• [Short problem]: Copy out, without any changes, the stretch of the listing from its first line through the line containing "pixel 489 563", with both ends included.

Listing excerpts on pointing at objects:

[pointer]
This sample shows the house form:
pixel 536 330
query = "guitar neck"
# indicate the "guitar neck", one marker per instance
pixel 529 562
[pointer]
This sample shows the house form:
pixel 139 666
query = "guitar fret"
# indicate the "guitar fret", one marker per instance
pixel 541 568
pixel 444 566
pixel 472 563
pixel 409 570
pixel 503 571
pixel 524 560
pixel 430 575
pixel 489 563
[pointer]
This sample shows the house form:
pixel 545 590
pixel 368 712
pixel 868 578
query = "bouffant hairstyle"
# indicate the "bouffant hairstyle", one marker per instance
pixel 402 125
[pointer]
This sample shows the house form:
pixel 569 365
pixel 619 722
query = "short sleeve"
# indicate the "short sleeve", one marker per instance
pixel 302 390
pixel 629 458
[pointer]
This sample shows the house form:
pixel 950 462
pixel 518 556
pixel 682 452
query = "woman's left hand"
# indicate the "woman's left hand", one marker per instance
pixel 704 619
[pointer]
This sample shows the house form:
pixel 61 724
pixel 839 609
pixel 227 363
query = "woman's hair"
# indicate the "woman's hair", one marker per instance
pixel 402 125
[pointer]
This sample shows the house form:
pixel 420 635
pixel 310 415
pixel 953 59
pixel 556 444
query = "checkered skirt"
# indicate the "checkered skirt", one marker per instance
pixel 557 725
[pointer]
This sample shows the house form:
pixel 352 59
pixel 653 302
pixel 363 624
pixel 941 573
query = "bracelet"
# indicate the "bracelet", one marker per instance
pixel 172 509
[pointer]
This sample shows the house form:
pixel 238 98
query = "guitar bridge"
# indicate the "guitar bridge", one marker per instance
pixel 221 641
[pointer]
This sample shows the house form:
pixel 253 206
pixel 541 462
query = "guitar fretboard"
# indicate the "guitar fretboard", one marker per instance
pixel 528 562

• [In response]:
[pointer]
This sample shows the house form:
pixel 536 330
query = "guitar neck"
# indicate the "guitar neck", one marker per instance
pixel 529 562
[pointer]
This sample shows the house form:
pixel 139 666
query = "guitar fret"
# indicate the "guitar fret", one marker per instance
pixel 541 568
pixel 444 566
pixel 472 563
pixel 409 570
pixel 503 571
pixel 524 560
pixel 430 575
pixel 489 563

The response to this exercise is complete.